Tasks
1. Retype the stretch from "EUR/USD Hot Forecast, 11" through "the US Dollar." in the EUR/USD forecast, keeping every character unchanged.
2. Extend the EUR/USD forecast with new text that starts after its last sentence.

Text under study
________________________

EUR/USD Hot Forecast, 11 January 2021
EURUSD is sustaining a negative tone today after plotting two bearish daily. EUR/USD has dropped below 1.22, the lowest in three weeks. Rising US yields and the Fed’s reluctance to act are boosting the dollar. Covid developments are eyed.
EUR/USD BREAKS BELOW ASCENDING TRENDLINE
The Euro is becoming more bearish against the Greenback despite the long-term bullish trend. The surge in EUR/USD seen since the beginning of November created an ascending trendline marked by connecting the higher lows, but this has now been broken to the downside as the pair struggles to remain above 1.20.This price reversal is mostly due to a strong comeback in the US Dollar.
However, bearish MACD divergence suggests that the exchange rates rally since November could be running out strength . The MACD histogram’s notable decline in recent days also hints a fading bullish momentum.

________________________

Supplied data
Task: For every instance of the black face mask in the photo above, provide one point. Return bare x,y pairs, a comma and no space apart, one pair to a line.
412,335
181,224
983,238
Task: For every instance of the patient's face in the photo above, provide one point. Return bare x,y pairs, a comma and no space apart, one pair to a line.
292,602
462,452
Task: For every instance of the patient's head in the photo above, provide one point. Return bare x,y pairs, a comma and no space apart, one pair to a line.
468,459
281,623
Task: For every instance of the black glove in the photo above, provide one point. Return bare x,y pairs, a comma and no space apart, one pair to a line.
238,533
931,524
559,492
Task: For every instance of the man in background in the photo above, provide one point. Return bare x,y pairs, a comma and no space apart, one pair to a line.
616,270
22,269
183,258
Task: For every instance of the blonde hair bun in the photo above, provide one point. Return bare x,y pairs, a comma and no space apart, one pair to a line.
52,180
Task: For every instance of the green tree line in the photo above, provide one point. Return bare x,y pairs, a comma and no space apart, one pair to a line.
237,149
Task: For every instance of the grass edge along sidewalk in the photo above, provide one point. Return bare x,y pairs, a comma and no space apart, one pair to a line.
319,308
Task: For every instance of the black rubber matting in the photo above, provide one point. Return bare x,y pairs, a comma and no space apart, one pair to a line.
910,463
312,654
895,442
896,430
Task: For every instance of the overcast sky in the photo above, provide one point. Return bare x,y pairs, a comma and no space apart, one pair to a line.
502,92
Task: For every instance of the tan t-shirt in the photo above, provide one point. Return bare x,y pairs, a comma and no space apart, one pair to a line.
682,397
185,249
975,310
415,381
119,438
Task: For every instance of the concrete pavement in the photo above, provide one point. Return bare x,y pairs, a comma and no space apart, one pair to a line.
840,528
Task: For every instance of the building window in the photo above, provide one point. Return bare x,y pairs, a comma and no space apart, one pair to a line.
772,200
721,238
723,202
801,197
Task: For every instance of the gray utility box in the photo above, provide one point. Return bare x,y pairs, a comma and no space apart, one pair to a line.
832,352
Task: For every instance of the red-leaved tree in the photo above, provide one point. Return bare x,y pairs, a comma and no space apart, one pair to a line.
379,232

________________________

Results of the exercise
1.
EUR/USD Hot Forecast, 11 January 2021
EURUSD is sustaining a negative tone today after plotting two bearish daily. EUR/USD has dropped below 1.22, the lowest in three weeks. Rising US yields and the Fed’s reluctance to act are boosting the dollar. Covid developments are eyed.
EUR/USD BREAKS BELOW ASCENDING TRENDLINE
The Euro is becoming more bearish against the Greenback despite the long-term bullish trend. The surge in EUR/USD seen since the beginning of November created an ascending trendline marked by connecting the higher lows, but this has now been broken to the downside as the pair struggles to remain above 1.20.This price reversal is mostly due to a strong comeback in the US Dollar.

2.
A convincing break below the December 23 low (1.2155) would probably cause a stronger bearish run towards the support/resistance line seen at the beginning of December (1.2120). This would further increase the notion that the path of least resistance is lower, possibly testing the 1.20 psychological line.
Alternatively, a break above 1.2270 could see buyers regain control in an attempt to bring EUR/USD above the ascending trendline, aiming for the December high at 1.2350.